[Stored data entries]
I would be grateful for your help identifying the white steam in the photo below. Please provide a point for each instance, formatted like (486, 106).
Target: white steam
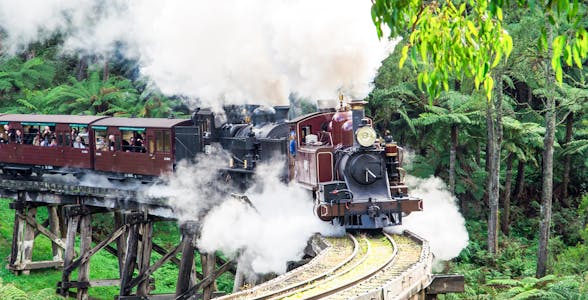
(269, 234)
(440, 222)
(194, 188)
(217, 51)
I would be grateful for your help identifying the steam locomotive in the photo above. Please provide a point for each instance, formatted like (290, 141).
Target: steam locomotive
(354, 177)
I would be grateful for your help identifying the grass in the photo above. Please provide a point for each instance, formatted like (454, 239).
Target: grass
(102, 265)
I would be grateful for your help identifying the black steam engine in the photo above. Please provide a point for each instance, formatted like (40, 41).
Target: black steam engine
(354, 176)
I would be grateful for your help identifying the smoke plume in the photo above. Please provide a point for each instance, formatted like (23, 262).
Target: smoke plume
(440, 222)
(271, 232)
(195, 188)
(216, 51)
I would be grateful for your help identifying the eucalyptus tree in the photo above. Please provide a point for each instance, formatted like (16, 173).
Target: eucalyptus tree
(522, 140)
(17, 74)
(450, 115)
(466, 38)
(93, 95)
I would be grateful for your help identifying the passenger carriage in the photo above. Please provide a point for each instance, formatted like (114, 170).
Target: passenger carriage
(27, 158)
(159, 148)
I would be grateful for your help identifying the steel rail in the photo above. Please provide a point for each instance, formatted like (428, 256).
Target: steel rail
(251, 294)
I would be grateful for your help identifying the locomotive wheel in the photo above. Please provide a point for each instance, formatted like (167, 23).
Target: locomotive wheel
(321, 212)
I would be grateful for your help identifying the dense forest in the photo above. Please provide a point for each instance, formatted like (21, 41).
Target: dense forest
(488, 141)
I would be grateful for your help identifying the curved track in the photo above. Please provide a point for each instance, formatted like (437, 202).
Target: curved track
(366, 266)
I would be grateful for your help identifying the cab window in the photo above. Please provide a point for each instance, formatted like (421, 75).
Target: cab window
(163, 141)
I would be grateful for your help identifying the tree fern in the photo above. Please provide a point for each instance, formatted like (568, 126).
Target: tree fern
(10, 292)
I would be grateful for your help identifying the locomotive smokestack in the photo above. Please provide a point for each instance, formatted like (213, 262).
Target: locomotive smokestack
(357, 113)
(281, 113)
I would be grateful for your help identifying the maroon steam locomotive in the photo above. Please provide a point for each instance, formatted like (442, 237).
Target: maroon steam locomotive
(355, 178)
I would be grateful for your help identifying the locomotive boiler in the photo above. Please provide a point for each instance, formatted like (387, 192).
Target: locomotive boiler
(355, 178)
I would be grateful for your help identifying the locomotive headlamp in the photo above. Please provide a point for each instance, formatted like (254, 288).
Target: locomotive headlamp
(366, 136)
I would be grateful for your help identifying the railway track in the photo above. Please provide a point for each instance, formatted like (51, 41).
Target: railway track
(354, 268)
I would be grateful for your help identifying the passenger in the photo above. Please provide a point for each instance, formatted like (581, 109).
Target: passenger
(132, 144)
(37, 140)
(126, 146)
(10, 134)
(74, 135)
(46, 135)
(100, 145)
(111, 142)
(139, 146)
(84, 133)
(18, 138)
(30, 137)
(79, 144)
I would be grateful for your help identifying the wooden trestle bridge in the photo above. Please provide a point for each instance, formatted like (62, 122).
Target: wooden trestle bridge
(70, 209)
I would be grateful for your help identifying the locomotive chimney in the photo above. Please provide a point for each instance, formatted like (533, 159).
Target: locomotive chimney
(357, 113)
(281, 113)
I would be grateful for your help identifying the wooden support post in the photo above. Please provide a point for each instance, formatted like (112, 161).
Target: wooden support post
(85, 245)
(129, 260)
(143, 288)
(70, 239)
(14, 262)
(189, 230)
(54, 227)
(121, 242)
(239, 278)
(208, 265)
(28, 241)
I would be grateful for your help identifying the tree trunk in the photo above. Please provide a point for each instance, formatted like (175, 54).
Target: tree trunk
(82, 72)
(568, 158)
(520, 181)
(505, 222)
(478, 154)
(106, 71)
(494, 110)
(452, 155)
(547, 190)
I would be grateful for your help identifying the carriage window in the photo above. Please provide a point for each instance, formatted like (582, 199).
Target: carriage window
(38, 134)
(78, 137)
(162, 141)
(305, 131)
(101, 139)
(133, 140)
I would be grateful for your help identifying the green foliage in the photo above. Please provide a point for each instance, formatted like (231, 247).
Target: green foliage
(10, 292)
(447, 39)
(16, 74)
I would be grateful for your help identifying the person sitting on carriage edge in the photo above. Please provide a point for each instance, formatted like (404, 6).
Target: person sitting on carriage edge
(111, 142)
(78, 144)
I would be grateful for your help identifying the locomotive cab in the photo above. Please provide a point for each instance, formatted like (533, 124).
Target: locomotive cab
(351, 175)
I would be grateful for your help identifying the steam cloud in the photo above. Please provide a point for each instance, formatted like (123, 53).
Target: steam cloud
(266, 236)
(272, 233)
(440, 222)
(194, 188)
(217, 51)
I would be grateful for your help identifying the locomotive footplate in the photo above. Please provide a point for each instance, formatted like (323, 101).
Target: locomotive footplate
(329, 211)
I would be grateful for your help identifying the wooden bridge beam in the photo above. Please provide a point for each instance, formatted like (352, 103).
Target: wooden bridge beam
(189, 230)
(25, 230)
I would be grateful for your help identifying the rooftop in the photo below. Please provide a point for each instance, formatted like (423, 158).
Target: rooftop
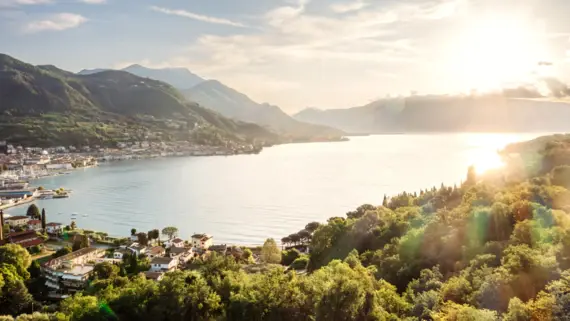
(161, 260)
(180, 250)
(71, 256)
(20, 217)
(80, 270)
(156, 250)
(202, 236)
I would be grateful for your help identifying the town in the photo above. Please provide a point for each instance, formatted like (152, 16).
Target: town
(69, 255)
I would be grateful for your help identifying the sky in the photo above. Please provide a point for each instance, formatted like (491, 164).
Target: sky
(304, 53)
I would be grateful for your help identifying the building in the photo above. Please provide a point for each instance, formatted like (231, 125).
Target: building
(163, 264)
(17, 221)
(71, 272)
(156, 276)
(35, 225)
(201, 242)
(25, 239)
(155, 251)
(119, 254)
(177, 242)
(137, 248)
(220, 249)
(54, 228)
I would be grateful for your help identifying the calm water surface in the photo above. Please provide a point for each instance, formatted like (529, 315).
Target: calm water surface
(245, 199)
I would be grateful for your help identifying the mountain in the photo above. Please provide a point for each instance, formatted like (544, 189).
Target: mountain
(179, 78)
(44, 105)
(483, 113)
(231, 103)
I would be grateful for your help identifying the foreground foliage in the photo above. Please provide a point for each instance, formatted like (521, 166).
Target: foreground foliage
(495, 248)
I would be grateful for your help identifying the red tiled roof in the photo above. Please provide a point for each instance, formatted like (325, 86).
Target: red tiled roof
(16, 218)
(31, 243)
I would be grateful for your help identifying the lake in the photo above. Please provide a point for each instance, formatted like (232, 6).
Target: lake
(245, 199)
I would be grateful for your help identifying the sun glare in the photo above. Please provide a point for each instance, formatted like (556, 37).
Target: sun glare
(496, 51)
(483, 150)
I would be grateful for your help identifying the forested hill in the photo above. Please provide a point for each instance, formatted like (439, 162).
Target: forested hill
(44, 105)
(496, 247)
(484, 113)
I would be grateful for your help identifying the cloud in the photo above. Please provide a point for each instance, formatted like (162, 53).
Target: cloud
(57, 22)
(15, 3)
(94, 1)
(348, 7)
(195, 16)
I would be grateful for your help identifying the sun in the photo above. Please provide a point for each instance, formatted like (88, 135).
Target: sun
(497, 50)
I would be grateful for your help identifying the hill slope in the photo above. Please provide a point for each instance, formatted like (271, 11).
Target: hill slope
(495, 113)
(46, 106)
(179, 78)
(231, 103)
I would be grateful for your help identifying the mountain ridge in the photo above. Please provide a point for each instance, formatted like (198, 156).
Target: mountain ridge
(45, 105)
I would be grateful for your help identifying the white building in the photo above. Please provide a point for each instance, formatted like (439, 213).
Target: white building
(137, 249)
(120, 253)
(201, 242)
(155, 251)
(59, 166)
(17, 221)
(163, 264)
(54, 228)
(71, 272)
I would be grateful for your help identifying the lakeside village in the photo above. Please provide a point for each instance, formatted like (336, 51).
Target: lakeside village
(67, 255)
(68, 259)
(20, 164)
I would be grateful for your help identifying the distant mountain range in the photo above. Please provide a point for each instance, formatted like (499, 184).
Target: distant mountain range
(482, 113)
(216, 96)
(44, 105)
(179, 78)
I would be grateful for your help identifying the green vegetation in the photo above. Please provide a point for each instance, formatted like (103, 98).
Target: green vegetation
(33, 212)
(46, 106)
(495, 248)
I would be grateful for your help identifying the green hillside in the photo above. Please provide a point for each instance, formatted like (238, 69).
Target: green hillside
(44, 105)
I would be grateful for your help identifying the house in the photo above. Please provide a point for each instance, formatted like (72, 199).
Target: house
(177, 242)
(17, 221)
(35, 225)
(220, 249)
(156, 251)
(201, 242)
(156, 276)
(163, 264)
(25, 239)
(183, 254)
(137, 248)
(120, 253)
(70, 273)
(54, 228)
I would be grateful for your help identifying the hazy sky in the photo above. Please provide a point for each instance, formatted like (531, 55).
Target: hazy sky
(301, 53)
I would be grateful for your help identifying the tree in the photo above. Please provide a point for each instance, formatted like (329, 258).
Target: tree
(43, 219)
(270, 253)
(312, 227)
(286, 240)
(142, 238)
(16, 256)
(33, 212)
(153, 234)
(80, 241)
(61, 252)
(170, 231)
(105, 270)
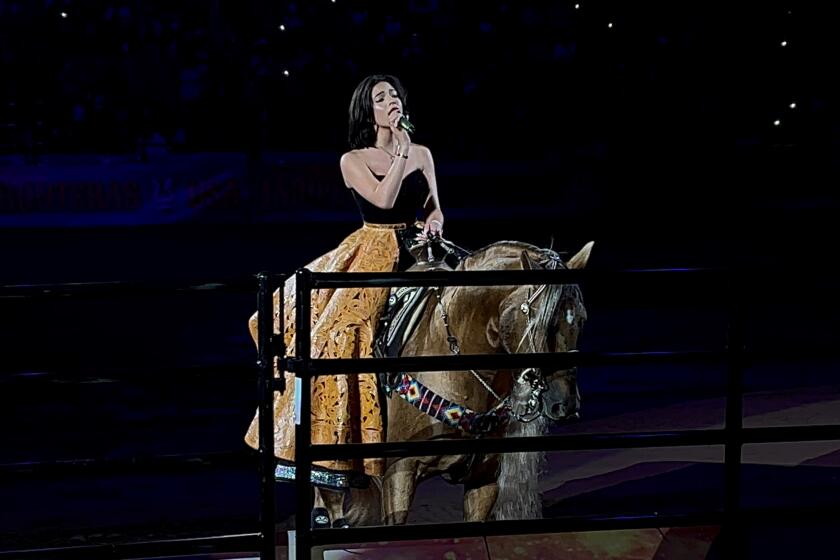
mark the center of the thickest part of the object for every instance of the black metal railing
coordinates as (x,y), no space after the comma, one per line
(732,437)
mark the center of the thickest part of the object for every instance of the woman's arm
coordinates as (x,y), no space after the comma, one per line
(358,176)
(434,214)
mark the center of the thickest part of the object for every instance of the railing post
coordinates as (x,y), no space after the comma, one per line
(733,536)
(265,365)
(303,430)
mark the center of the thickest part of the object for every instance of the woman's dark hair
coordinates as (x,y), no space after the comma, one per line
(362,133)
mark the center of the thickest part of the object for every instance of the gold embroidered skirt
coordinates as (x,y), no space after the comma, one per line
(345,408)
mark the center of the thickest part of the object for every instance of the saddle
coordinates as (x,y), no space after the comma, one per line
(406,304)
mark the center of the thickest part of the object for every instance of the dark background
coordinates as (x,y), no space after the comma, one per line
(656,138)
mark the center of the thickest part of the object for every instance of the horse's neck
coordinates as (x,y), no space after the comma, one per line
(502,255)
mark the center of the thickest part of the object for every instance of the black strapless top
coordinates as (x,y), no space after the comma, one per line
(413,194)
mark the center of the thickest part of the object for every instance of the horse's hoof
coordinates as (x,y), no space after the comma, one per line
(320,518)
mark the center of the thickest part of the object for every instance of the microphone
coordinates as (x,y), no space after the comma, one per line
(405,124)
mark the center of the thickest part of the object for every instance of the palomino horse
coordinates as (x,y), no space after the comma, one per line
(482,320)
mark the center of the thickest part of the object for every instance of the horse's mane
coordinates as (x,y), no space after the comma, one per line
(507,254)
(478,259)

TASK OBJECTIVE:
Looking above, find the stretch of lines that opens with the one holding "Target: white building" and closes with the one holding "black metal railing". Copy it exactly, pictures excluded.

OUTPUT FOR THIS EXERCISE:
Target: white building
(137, 249)
(120, 253)
(201, 242)
(155, 251)
(59, 166)
(17, 221)
(163, 264)
(54, 228)
(71, 272)
I would be grateful for your help identifying the lakeside village in the photo above. Please provide a point for each instance, formatted like (336, 51).
Target: lakeside village
(67, 255)
(68, 259)
(20, 164)
I would be grateful for your help identifying the distant mountain range in the photo above. Please provide a point for each instance, formatted like (499, 184).
Target: distant mountain range
(482, 113)
(216, 96)
(44, 105)
(179, 78)
I would be grateful for your help identifying the green vegetation in the photo above. Please provide a point for each instance, formatted like (103, 98).
Target: green vegetation
(33, 212)
(46, 106)
(495, 248)
I would be grateful for your help identifying the green hillside in the photo above. Please provide a point for each instance, formatted like (238, 69).
Target: green hillside
(44, 105)
I would be grateful for your help identifying the house in the photo above. Please provide a point for each instance, formatted like (72, 199).
Target: house
(177, 242)
(17, 221)
(35, 225)
(220, 249)
(156, 251)
(201, 242)
(156, 276)
(163, 264)
(25, 239)
(183, 254)
(137, 248)
(120, 253)
(70, 273)
(54, 228)
I would be grateful for your help identifying the hazy sky in the photo above. Please provide a point for each instance, formatted like (531, 55).
Target: hazy sky
(301, 53)
I would be grateful for your help identifying the tree in the photo above. Please provide a point for each instance, formatted like (329, 258).
Target: tree
(43, 219)
(270, 253)
(312, 227)
(286, 240)
(142, 238)
(16, 256)
(33, 212)
(153, 234)
(80, 241)
(61, 252)
(170, 231)
(105, 270)
mark the center of the thickest part of the object for every instance of the black metal railing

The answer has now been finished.